Work to complete ::
Would you print the material exactly, starting at its first line and ending at the line holding "# test: mark the van headlight, one"?

Data ::
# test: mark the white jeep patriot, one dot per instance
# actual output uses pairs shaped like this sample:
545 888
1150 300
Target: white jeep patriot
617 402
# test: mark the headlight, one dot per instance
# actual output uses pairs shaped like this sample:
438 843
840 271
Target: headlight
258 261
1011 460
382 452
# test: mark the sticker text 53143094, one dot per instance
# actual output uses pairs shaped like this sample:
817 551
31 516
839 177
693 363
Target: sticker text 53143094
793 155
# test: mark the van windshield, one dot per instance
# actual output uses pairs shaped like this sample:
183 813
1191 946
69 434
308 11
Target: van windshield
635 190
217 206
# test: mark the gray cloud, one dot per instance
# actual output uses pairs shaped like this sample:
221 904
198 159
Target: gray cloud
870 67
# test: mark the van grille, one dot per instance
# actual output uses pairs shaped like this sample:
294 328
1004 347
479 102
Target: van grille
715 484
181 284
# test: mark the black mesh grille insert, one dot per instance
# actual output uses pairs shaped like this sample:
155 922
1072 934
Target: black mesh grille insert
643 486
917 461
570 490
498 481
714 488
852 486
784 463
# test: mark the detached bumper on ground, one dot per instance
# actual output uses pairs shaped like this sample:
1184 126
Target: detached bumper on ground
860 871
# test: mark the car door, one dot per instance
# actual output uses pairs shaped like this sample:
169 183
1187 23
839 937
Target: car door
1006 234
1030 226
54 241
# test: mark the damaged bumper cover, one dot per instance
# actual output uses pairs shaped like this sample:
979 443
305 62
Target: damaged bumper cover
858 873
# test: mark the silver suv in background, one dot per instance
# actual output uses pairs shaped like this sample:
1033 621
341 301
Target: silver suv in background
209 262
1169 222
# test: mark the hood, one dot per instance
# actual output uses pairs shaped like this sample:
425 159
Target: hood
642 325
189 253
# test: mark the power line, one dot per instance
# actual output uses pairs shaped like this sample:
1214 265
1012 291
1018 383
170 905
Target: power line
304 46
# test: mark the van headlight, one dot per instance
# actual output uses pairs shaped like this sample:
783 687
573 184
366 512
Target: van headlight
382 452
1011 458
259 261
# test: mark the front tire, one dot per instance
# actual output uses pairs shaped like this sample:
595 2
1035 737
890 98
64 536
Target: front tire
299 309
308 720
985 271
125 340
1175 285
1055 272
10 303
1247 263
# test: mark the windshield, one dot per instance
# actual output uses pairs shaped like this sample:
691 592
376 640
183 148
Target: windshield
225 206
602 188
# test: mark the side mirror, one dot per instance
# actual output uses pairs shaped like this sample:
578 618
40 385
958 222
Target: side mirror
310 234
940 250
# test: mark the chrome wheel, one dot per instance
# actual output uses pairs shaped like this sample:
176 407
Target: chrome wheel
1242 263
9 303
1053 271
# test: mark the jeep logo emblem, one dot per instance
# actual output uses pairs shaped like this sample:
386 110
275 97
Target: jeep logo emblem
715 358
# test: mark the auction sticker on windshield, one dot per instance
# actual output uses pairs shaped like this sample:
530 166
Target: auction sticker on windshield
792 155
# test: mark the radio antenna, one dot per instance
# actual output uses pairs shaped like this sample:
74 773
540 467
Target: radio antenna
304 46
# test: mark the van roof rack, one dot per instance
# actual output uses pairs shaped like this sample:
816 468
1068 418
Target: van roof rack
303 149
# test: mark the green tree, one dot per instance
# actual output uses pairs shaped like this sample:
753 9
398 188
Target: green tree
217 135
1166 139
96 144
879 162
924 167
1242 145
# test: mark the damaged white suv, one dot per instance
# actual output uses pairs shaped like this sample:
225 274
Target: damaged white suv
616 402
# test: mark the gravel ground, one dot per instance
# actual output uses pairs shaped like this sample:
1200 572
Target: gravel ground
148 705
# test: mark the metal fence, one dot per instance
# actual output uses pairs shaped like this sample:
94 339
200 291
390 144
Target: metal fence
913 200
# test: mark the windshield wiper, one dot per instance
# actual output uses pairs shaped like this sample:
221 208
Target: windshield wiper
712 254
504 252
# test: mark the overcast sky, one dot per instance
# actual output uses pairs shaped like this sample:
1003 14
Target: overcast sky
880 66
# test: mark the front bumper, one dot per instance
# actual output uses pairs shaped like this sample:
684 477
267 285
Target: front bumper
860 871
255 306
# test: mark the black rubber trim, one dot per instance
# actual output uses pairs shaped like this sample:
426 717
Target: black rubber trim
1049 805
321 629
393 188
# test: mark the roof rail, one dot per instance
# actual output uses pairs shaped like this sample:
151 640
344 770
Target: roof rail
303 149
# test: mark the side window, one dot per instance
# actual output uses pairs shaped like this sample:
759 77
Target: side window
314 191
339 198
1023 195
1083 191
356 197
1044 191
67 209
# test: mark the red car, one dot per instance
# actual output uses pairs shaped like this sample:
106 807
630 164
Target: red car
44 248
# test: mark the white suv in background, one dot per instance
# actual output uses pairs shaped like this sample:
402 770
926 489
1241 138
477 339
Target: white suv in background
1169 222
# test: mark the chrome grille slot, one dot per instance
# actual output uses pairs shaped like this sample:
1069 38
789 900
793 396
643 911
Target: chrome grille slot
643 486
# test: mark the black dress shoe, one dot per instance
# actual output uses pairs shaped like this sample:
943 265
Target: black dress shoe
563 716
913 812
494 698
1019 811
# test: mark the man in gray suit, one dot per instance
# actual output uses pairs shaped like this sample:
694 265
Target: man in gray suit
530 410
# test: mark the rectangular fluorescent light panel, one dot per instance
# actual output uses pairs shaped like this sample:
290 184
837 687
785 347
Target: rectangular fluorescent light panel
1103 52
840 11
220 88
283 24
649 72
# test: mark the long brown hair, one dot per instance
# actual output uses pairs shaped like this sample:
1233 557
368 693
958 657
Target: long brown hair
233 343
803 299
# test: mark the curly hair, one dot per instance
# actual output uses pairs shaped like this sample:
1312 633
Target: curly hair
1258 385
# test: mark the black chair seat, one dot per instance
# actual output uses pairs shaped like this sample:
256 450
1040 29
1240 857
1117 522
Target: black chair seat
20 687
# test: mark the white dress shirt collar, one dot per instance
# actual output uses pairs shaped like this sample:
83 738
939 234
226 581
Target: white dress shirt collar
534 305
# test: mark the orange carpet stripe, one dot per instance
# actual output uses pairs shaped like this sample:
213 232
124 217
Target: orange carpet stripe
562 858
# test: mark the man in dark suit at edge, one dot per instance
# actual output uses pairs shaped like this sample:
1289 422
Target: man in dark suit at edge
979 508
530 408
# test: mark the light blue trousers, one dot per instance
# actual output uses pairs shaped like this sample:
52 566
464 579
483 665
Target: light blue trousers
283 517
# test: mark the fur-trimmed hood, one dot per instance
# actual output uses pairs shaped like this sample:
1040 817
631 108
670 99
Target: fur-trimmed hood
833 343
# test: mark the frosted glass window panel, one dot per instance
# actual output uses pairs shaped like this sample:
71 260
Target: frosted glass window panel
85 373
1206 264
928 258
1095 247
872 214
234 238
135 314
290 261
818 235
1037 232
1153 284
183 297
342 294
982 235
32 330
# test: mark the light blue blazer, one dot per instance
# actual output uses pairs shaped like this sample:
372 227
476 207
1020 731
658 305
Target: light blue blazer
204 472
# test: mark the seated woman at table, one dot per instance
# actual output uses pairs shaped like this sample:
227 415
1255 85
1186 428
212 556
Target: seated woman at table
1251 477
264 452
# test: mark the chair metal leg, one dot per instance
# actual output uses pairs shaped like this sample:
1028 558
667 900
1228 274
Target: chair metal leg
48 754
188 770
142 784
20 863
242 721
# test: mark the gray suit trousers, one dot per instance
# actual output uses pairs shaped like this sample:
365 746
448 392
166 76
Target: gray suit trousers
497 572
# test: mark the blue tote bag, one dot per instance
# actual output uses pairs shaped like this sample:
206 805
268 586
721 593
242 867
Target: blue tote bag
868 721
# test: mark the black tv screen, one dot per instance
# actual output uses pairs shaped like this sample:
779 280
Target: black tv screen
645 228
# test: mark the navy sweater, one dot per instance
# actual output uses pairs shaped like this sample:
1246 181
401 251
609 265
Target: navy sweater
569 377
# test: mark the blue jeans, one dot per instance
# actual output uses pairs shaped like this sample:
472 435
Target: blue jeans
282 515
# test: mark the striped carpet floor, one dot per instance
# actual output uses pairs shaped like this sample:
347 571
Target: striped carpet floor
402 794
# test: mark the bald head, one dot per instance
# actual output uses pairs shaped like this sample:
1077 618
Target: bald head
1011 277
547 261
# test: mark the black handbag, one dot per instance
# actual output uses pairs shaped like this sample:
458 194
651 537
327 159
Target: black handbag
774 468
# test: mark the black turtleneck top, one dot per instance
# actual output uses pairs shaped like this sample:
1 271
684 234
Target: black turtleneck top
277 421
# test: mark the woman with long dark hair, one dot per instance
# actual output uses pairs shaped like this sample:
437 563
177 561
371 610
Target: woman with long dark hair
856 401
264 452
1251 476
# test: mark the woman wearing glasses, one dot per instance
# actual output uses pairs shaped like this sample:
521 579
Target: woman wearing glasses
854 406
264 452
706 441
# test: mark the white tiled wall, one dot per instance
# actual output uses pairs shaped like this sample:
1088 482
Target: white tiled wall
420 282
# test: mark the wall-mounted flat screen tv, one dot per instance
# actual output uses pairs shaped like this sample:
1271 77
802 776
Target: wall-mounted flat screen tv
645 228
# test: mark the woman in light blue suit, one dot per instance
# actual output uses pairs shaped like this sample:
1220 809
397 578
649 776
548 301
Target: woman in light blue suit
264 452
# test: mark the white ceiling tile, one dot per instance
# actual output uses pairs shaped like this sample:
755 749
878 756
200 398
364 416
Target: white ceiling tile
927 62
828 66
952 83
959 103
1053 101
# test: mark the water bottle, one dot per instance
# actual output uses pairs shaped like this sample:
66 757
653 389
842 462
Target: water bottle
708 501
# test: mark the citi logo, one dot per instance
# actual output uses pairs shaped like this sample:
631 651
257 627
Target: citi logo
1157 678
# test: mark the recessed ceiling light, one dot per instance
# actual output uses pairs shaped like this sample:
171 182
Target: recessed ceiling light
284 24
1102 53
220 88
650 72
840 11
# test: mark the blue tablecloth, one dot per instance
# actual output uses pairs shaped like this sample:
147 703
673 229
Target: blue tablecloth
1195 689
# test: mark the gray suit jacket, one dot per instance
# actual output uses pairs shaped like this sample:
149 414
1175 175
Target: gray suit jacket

Output for this exercise ::
# test: mark the white jeep patriot, one dot per instance
# actual output uses pairs shaped like this sample:
545 888
1150 300
Target: white jeep patriot
617 402
# test: mark the headlight, one dot per instance
# actual output uses pairs shaped like this sample:
438 843
840 271
Target: headlight
258 261
1011 460
382 452
# test: mark the sticker text 53143094, one dot per instance
# actual output uses pairs shaped like this sample:
817 551
31 516
839 177
693 363
Target: sticker text 53143094
793 155
# test: mark the van windshield, one dot per instance
# actual output uses pairs shaped like this sample:
183 813
1191 946
69 434
308 11
Target: van windshield
635 190
217 206
# test: mark the gray cloud, one dot per instance
# actual output uses pairs shaped like this sample:
221 904
198 159
Target: gray cloud
870 67
# test: mark the van grille, one dot per instance
# actual output uses pairs shaped like this sample:
294 328
1004 347
479 102
Target: van grille
715 484
181 284
# test: mark the black mesh grille insert, one dot per instance
# actual output uses pairs shaped like this sample:
155 922
1072 934
Target: black mesh grille insert
643 486
917 461
570 490
498 481
714 488
852 486
784 463
# test: mark the detached bumper on ground, one dot per instance
# actual output uses pairs shaped like this sample:
1184 126
Target: detached bumper on ground
860 871
# test: mark the car door, one dot per instance
# actual output uses pairs shaped like this sample:
169 183
1187 23
839 937
Target: car door
1006 234
1030 226
54 241
# test: mark the damaged bumper cover, one dot per instance
# actual output uses pairs shaped like this sample:
979 443
305 62
Target: damaged bumper cover
858 873
# test: mark the silver suv in background, one dot per instance
# actual output uses pairs shaped like this sample:
1033 621
341 301
Target: silver suv in background
209 262
1169 222
# test: mark the hood, one dot per instance
# actual output uses pairs shaped like this sample:
425 159
Target: hood
642 325
189 253
# test: mark the power line, one dot per instance
# actual output uses pairs shaped like this sample:
1214 265
1012 291
1018 383
170 905
Target: power line
304 46
# test: mark the van headlight, one dot per instance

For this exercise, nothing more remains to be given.